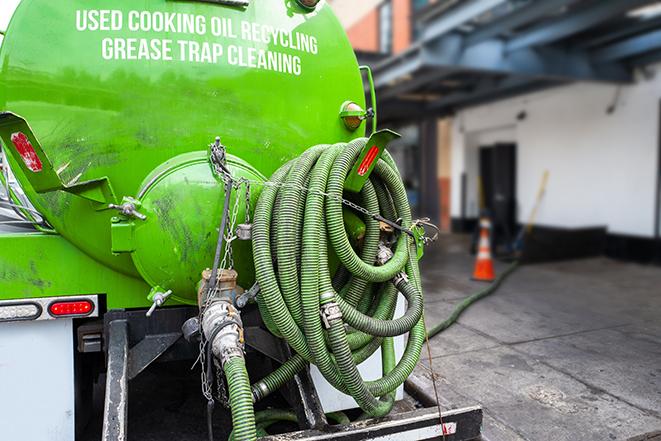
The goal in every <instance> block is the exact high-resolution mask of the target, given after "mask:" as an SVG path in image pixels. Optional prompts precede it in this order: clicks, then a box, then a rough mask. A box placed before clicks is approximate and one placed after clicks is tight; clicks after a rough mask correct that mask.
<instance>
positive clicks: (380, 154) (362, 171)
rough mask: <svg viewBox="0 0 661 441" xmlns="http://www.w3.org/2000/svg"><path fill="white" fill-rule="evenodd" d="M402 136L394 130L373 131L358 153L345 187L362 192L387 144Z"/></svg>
mask: <svg viewBox="0 0 661 441" xmlns="http://www.w3.org/2000/svg"><path fill="white" fill-rule="evenodd" d="M400 137H401V136H400V135H399V134H398V133H395V132H393V131H392V130H381V131H378V132H376V133H373V134H372V136H371V137H370V139H369V140H367V143H366V144H365V147H363V150H362V151H361V152H360V154H359V155H358V159H356V163H355V164H354V166H353V168H352V169H351V171H350V172H349V175H347V179H346V180H345V181H344V189H345V190H348V191H351V192H354V193H358V192H360V190H361V189H362V188H363V185H365V182H367V180H368V179H369V177H370V175H371V174H372V171H374V168H375V167H376V163H377V162H379V158H380V157H381V155H382V154H383V151H384V150H385V149H386V146H387V145H388V144H389V143H390V142H391V141H393V140H395V139H397V138H400Z"/></svg>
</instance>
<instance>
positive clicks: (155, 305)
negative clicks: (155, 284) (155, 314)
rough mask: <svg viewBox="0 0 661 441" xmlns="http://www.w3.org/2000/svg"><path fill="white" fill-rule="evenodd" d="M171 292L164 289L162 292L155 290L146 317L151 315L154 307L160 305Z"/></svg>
mask: <svg viewBox="0 0 661 441" xmlns="http://www.w3.org/2000/svg"><path fill="white" fill-rule="evenodd" d="M171 294H172V290H169V291H166V292H164V293H160V292H157V293H156V294H154V301H153V303H152V304H151V307H150V308H149V311H147V314H146V315H147V317H151V315H152V314H153V313H154V311H156V308H158V307H160V306H162V305H163V303H165V301H166V300H167V299H168V297H170V295H171Z"/></svg>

================

WHAT IS EXPECTED — The copy must include every record exactly and none of the pictures.

WRITTEN RESPONSE —
The goal in every <instance> block is the exact high-resolution mask of the target, given after "mask:" as an SVG path in image pixels. Optional prompts precede it in this order: clicks, then a box, then a rough mask. A box placed before clicks is approximate and one placed after clicks is tight; clicks after a rough mask correct that mask.
<instance>
positive clicks: (380, 154) (362, 171)
rough mask: <svg viewBox="0 0 661 441" xmlns="http://www.w3.org/2000/svg"><path fill="white" fill-rule="evenodd" d="M402 136L394 130L373 131L358 153L345 187L362 192L387 144Z"/></svg>
mask: <svg viewBox="0 0 661 441" xmlns="http://www.w3.org/2000/svg"><path fill="white" fill-rule="evenodd" d="M400 137H401V136H400V135H399V134H398V133H395V132H393V131H392V130H381V131H378V132H376V133H373V134H372V136H371V137H370V139H369V140H367V143H366V144H365V147H363V150H362V151H361V152H360V154H359V155H358V159H356V163H355V164H354V166H353V168H352V169H351V171H350V172H349V175H347V179H346V180H345V181H344V189H345V190H348V191H351V192H354V193H358V192H360V190H361V189H362V188H363V185H365V182H367V180H368V179H369V177H370V175H371V174H372V171H374V168H375V167H376V163H377V162H379V158H380V157H381V155H382V154H383V151H384V150H385V149H386V146H387V145H388V144H389V143H390V142H391V141H393V140H395V139H397V138H400Z"/></svg>
</instance>
<instance>
positive clicks: (155, 305)
negative clicks: (155, 284) (155, 314)
rough mask: <svg viewBox="0 0 661 441" xmlns="http://www.w3.org/2000/svg"><path fill="white" fill-rule="evenodd" d="M171 292L164 289L162 292L155 290L146 317L151 315L154 307L160 305Z"/></svg>
mask: <svg viewBox="0 0 661 441" xmlns="http://www.w3.org/2000/svg"><path fill="white" fill-rule="evenodd" d="M171 294H172V290H169V291H166V292H164V293H160V292H157V293H156V294H154V301H153V303H152V304H151V307H150V308H149V311H147V314H146V315H147V317H151V315H152V314H153V313H154V311H156V308H158V307H160V306H162V305H163V303H165V301H166V300H167V299H168V297H170V295H171Z"/></svg>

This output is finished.